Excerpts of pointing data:
# # # # # # #

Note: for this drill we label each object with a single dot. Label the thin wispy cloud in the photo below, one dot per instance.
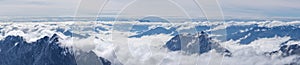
(235, 8)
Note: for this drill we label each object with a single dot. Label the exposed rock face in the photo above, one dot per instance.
(195, 43)
(14, 50)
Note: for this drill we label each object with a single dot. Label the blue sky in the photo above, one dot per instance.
(234, 8)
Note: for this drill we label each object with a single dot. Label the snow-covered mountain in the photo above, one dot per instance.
(195, 43)
(45, 51)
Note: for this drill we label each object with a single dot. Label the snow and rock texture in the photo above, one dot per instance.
(14, 50)
(195, 43)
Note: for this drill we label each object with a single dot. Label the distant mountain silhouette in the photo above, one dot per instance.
(153, 19)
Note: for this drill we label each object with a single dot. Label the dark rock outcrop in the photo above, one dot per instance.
(195, 43)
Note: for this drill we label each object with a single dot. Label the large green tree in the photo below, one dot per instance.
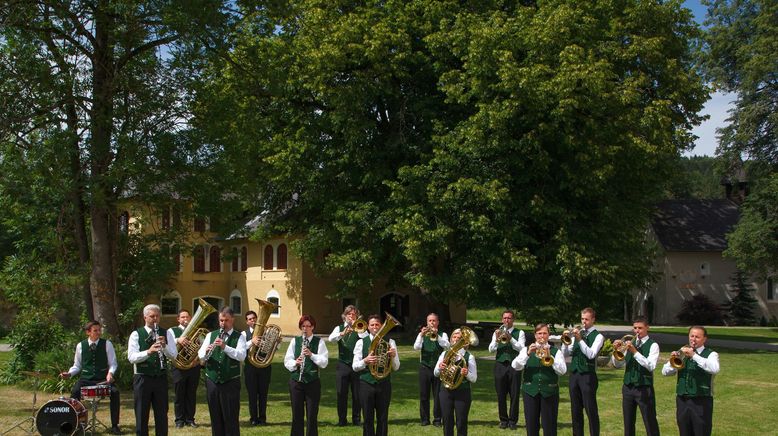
(500, 151)
(741, 56)
(92, 107)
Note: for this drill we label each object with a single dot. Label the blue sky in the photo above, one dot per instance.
(716, 107)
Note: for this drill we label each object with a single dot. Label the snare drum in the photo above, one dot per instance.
(95, 392)
(64, 416)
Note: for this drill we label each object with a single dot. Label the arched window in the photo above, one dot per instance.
(281, 262)
(268, 263)
(216, 259)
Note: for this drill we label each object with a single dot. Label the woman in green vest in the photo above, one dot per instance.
(304, 384)
(455, 403)
(540, 385)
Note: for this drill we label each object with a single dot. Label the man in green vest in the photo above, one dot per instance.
(95, 359)
(149, 349)
(640, 357)
(345, 377)
(430, 349)
(221, 353)
(506, 343)
(694, 389)
(584, 348)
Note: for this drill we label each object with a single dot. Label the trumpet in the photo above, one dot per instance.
(620, 352)
(567, 335)
(543, 352)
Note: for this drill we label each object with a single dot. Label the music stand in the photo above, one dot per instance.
(36, 375)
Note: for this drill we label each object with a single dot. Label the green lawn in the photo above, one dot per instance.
(746, 380)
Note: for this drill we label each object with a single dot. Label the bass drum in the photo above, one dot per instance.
(64, 416)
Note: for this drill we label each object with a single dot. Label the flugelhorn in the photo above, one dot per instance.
(620, 352)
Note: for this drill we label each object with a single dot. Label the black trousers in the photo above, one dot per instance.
(541, 410)
(694, 415)
(185, 383)
(150, 392)
(305, 407)
(455, 406)
(347, 380)
(583, 396)
(257, 385)
(643, 397)
(76, 393)
(375, 407)
(428, 383)
(507, 383)
(223, 406)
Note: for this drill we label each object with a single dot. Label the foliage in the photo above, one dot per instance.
(477, 151)
(700, 310)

# # # # # # #

- [STATED PROBLEM]:
Format the entries starting at the line containing "Label the foliage" and ending at the last entry as a two-column CSV with the columns "instruction" and "answer". Give one row per entry, with its text and its answer each in a single quoted field and any line breaks replaced by spaces.

- [FINISHED ANSWER]:
instruction,answer
"Note: for this drill we label each object with a single dot. Label the foliage in the photo above, one dot per instance.","(477, 151) (700, 310)"